-------- LESETEXT

Einem breiten Publikum sind psychologische Konstruktionsschwächen unserer Wahrnehmung und unseres Urteilsvermögens durch die Bücher des Psychologen Daniel Kahneman bekannt geworden. [4] Daniel Kahneman wurde 1934 in Tel Aviv geboren und lehrte an den Universitäten von Jerusalem, British Columbia, Berkeley und Princeton. 2002 wurde er zusammen mit Vernon L. Smith mit dem Wirtschafts-Nobelpreis ausgezeichnet. Es spricht einiges dafür, seine Bücher zur Pflichtlektüre in Schulen zu machen. Denn es ist gut zu wissen, womit wir zu rechnen haben, wenn wir unsere Sinneswahrnehmung und unser Urteilsvermögen gebrauchen. Immerhin benutzen wir beides jeden Tag ausgiebig. Es wäre ja auch gut zu wissen, dass die Bremsen des Autos, mit dem wir täglich fahren, bei Nässe sehr schlecht funktionieren und der Tacho die Geschwindigkeit stets zwanzig Prozent unterschätzt. Aber wer liest schon gerne Gebrauchsanweisungen?
Kahneman unterscheidet zwischen einem schnellen und einem langsamen System. Das schnelle System könnte man grob mit unserer spontanen Intuition, das langsame System mit rationalem Denken bezeichnen. Intuition führt zu leichten, subjektiv angenehmen Beurteilungsprozessen (Kahneman spricht von »kognitiver Leichtigkeit«). Das rationale System ist schwerfälliger und wird subjektiv als anstrengender erlebt.

----------------
-------- BEREITGESTELLTE DATEN

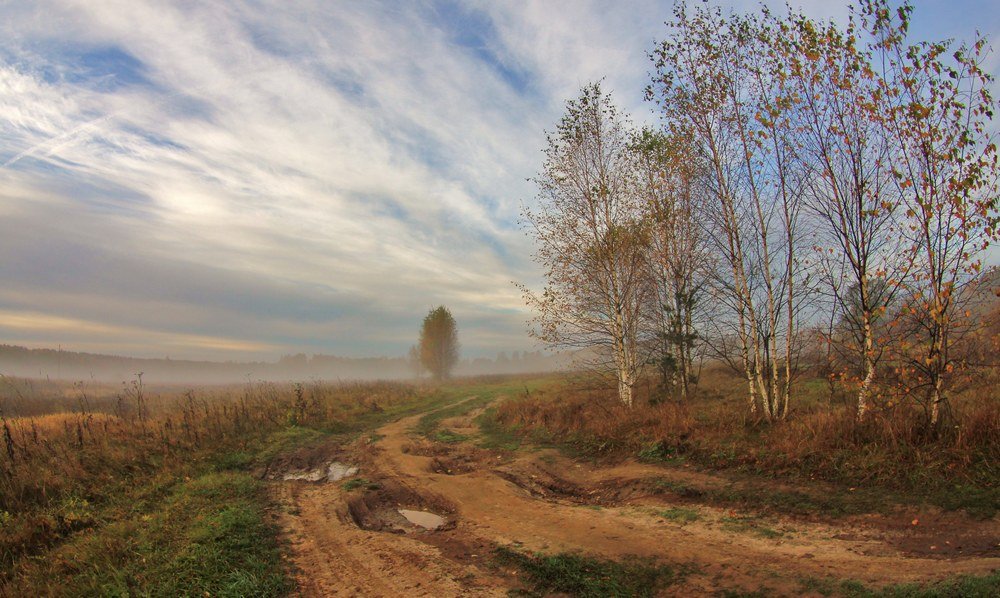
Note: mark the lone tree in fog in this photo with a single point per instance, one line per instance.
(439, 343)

----------------
-------- BEREITGESTELLTE DATEN

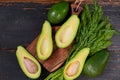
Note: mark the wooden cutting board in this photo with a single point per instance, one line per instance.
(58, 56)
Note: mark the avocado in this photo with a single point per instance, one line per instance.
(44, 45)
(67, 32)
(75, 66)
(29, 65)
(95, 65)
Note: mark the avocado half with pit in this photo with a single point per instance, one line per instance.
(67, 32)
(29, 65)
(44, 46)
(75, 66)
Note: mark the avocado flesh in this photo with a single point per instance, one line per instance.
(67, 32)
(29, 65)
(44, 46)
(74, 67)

----------------

ARBEITSZIELE:
**A)** Fassen Sie den Text über Daniel Kahneman in zwei Sätzen zusammen.
**B)** Wie bezeichnet Kahneman laut dem Text über Daniel Kahneman die leichten, subjektiv angenehmen Beurteilungsprozesse der Intuition?
**C)** Führen Sie den Text über Daniel Kahneman im Anschluss an seinen letzten Satz weiter.

ERGEBNISSE:
**A)** Durch die Bücher des Psychologen Daniel Kahneman, der 2002 zusammen mit Vernon L. Smith den Wirtschafts-Nobelpreis erhielt, sind Konstruktionsschwächen unserer Wahrnehmung und unseres Urteilsvermögens einem breiten Publikum bekannt geworden. Kahneman unterscheidet ein schnelles System, grob unsere spontane Intuition, das zu leichten und subjektiv angenehmen Urteilen führt, von einem langsamen, rationalen System, das schwerfälliger ist und als anstrengender erlebt wird.

**B)** Als »kognitive Leichtigkeit«.

**C)**
Anders als wir selbst annehmen, basiert die Mehrzahl unserer Urteile auf dem schnellen intuitiven System oder wird durch dieses System zumindest maßgeblich beeinflusst – häufig sogar verzerrt. Der Vorteil des schnellen Systems ist – wie der Name schon sagt – seine Geschwindigkeit. Hier geht es nicht um Details, nicht um Genauigkeit. Im Gegenteil besteht das Prinzip gerade darin, viele Informationen wegzulassen, nicht zu analysieren, dafür aber sehr rasch zu urteilen. Demgegenüber hat das vernunftgeprägte Denken zumindest theoretisch den Vorteil, eine Vielzahl unterschiedlicher Faktoren zu analysieren und so zu genaueren Urteilen zu kommen. Der Preis dafür: Es braucht mehr Zeit und führt oft nicht zu eindeutigen Antworten. Hinzu kommt, dass auch das rationale System alles andere als »objektiv« arbeitet, sondern ebenfalls zu Verzerrungen und Fehlleistungen neigt. Es hat aber wiederum den Vorteil, dass es – zumindest potenziell – eine auf Einsicht basierende, größere Distanz zu subjektiven Verzerrungen entwickeln kann. Erinnern wir uns an das Beispiel der zwei Urzeitmenschen. Schematische, verzerrte und letztlich falsche Beurteilungen können je nach Situation und Ziel ein großer evolutionärer Vorteil sein.
Dass die Meinungen, die sich Menschen bilden, und die Art und Weise, wie sie handeln, primär das Resultat vernünftiger Überlegungen sind, wurde nicht erst durch die Forschungen Kahnemans und vieler seiner Kollegen erschüttert. Schon Arthur Schopenhauer leitete eine Wende gegenüber der in der Philosophie lange Zeit vorherrschenden Meinung ein, der Mensch sei ein vorwiegend durch die Vernunft gesteuertes Wesen. Schopenhauer sah nicht die Vernunft, sondern die Triebe – wir würden heute vielleicht eher von Affekten sprechen – als entscheidende Kraft an, die unsere Gedanken, Sehnsüchte und Handlungen prägt. Später sprach Sigmund Freud, der Begründer der Psychoanalyse, von der archaischen Triebstruktur im Es , die weitgehend unbewusst ist. Das Ich als Vermittler zur Realität – unterstützt durch das Über-Ich (die Gewissensinstanz) – steht hier auf schwachen Füßen und ist nicht Herr im eigenen Haus.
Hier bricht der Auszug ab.